**Arbeitsauftrag a**
Kopiere bitte aus dem Text zur Kindergrundsicherung wortgetreu den Abschnitt, der bei „Es werden jetzt“ beginnt und bei „und nicht behoben!“ endet.

Am 30. August 2023 wurde der Referentenentwurf des Bundesfamilienministeriums zur Einführung einer Kindergrundsicherung veröffentlicht. Erklärtes Ziel ist, bessere Chancen für Kinder und Jugendliche zu schaffen, mehr Familien und ihre Kinder mit Unterstützungsbedarf zu erreichen und dadurch die Kinderarmut in Deutschland zu bekämpfen. Dafür setzt sich die DGSF als Mitglied des Bündnis Kindergrundsicherung seit Jahren ein.

Der nun vorgelegte Referentenentwurf enthält einige Maßnahmen, die tatsächlich Verbesserungen für Kinder darstellen und begrüßenswert sind! Leider bleiben aber viele Regelungen weit hinter dem Ziel zurück, einen einfachen, bürokratiearmen, übersichtlichen und tatsächlich praktikablen Zugang bedürftiger Kinder zu existenzsichernden Leistungen „aus einer Hand“ zu gewährleisten.

Es werden jetzt die bisherigen finanziellen Förderungen, wie das Kindergeld, die Leistungen für Kinder und Jugendliche im Bürgergeld und der Sozialhilfe, der Kinderzuschlag und Teile des Bildungs- und Teilhabepaketes, durch eine neue „Kindergrundsicherung“ ersetzt. Leider werden dabei bereits jetzt bestehende Schnittstellenprobleme zwischen verschiedenen Leistungen nur verschoben und nicht behoben!

Die DGSF schließt sich ausdrücklich der Kritik zahlreicher Verbände an und unterstützt insbesondere die Positionierungen der Bundeserziehungshilfeverbände, des AWO Bundesverbands, des Kinderschutzbundes Bundesverbandund des Deutschen Sozialgerichtstags e.V.

Äußerst problematisch sind die vorgesehenen rechtlichen Neuregelungen für die von Armut besonders betroffenen Menschen:

  • Alleinerziehende
  • Careleaver:innen
  • Familien, deren Kinder in Pflegefamilien und Einrichtungen leben
  • Kinder im Asylbewerberleistungsgesetz (AsylbLG)

Alleinerziehende

Die vorgesehene Regelung ist für Kleinkinder von Alleinerziehenden, die heute im Bürgergeldbezug sind, eine deutliche Verbesserung zum Ist-Zustand und ausdrücklich zu begrüßen. Bei diesen Familien trifft es einen Teil der Gruppe mit der aktuell höchsten Armutsgefährdungsquote. Deutlich kritisiert werden jedoch die möglichen finanziellen Einschränkungen ab dem Schuleintritt, die in Zusammenhang mit der Höhe der Unterhaltsleistungen stehen und durchaus Kinder schlechter stellen können als bisher. Die damit in der öffentlichen Diskussion verknüpften sogenannten Arbeitsanreize an alleinerziehende Eltern sind frech und negieren den Vorrang des Kindeswohls!

Datensätze:
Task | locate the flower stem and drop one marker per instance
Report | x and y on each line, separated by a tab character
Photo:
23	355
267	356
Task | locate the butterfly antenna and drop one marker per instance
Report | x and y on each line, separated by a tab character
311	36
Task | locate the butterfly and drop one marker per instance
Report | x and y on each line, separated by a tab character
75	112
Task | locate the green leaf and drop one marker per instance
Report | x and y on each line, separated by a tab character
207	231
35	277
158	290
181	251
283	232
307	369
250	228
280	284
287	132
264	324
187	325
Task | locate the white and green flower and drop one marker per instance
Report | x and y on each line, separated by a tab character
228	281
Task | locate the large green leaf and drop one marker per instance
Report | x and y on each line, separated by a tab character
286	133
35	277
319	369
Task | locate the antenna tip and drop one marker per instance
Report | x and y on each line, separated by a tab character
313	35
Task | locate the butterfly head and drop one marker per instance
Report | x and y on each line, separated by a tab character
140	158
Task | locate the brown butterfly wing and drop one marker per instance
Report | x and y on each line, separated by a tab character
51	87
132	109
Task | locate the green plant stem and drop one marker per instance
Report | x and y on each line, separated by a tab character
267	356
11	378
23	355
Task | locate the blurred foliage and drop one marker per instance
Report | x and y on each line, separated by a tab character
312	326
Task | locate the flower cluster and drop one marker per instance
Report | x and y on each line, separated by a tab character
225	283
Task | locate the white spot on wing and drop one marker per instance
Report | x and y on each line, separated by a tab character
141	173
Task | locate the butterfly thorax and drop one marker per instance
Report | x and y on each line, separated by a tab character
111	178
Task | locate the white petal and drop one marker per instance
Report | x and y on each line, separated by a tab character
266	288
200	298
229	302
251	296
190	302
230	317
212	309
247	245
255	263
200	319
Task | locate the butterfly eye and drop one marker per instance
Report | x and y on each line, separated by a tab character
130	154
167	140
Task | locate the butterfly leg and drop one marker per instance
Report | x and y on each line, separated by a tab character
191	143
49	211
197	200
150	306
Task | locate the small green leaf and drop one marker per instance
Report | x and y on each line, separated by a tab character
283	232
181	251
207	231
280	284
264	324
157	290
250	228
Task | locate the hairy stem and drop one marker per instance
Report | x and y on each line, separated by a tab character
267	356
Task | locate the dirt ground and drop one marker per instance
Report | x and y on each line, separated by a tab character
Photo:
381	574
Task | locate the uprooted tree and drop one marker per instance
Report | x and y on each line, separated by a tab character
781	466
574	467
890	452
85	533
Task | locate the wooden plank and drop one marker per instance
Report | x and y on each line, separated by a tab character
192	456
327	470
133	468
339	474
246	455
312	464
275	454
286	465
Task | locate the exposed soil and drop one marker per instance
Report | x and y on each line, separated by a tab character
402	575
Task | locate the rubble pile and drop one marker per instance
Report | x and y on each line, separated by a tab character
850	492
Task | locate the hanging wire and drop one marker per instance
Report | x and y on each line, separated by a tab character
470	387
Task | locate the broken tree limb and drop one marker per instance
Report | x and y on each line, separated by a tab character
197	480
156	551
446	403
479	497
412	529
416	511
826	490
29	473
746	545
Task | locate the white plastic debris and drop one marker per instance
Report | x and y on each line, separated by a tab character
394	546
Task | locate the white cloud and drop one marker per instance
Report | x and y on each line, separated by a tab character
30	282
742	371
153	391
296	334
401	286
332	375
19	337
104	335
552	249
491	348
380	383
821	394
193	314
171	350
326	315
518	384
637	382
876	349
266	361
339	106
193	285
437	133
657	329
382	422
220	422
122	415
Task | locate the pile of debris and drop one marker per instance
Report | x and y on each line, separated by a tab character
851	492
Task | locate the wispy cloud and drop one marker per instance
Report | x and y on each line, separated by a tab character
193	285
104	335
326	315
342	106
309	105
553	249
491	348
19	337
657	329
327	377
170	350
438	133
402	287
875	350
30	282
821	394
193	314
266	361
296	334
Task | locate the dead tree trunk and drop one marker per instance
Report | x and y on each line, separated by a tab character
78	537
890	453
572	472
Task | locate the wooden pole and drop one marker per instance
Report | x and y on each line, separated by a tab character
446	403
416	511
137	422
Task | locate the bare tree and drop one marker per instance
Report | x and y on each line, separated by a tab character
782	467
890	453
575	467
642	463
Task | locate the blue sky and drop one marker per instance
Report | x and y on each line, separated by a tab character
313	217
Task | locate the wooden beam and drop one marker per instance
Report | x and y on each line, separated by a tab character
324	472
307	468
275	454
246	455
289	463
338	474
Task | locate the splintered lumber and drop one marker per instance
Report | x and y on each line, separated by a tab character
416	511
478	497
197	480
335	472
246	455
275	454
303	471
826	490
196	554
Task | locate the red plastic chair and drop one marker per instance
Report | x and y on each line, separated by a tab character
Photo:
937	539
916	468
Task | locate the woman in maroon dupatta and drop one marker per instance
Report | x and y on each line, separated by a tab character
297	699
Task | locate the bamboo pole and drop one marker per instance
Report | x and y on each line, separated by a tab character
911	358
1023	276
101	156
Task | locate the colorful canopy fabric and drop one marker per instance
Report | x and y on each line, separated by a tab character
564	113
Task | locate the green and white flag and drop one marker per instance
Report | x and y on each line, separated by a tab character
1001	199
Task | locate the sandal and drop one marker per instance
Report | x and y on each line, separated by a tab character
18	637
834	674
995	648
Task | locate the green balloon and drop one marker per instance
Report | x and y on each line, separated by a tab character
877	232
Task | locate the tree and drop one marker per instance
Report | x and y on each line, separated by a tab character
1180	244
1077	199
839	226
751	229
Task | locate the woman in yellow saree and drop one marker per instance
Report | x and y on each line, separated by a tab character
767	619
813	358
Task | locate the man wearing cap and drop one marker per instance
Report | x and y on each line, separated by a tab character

**Arbeitsauftrag b**
Zieh aus den Zeilen oben jede heraus, in der die Zeichenfolge „debris“ vorkommt. Groß- und Kleinschreibung zählen dabei.

**Ergebnis a**
Es werden jetzt die bisherigen finanziellen Förderungen, wie das Kindergeld, die Leistungen für Kinder und Jugendliche im Bürgergeld und der Sozialhilfe, der Kinderzuschlag und Teile des Bildungs- und Teilhabepaketes, durch eine neue „Kindergrundsicherung“ ersetzt. Leider werden dabei bereits jetzt bestehende Schnittstellenprobleme zwischen verschiedenen Leistungen nur verschoben und nicht behoben!

**Ergebnis b**
Task | locate the white plastic debris and drop one marker per instance
Task | locate the pile of debris and drop one marker per instance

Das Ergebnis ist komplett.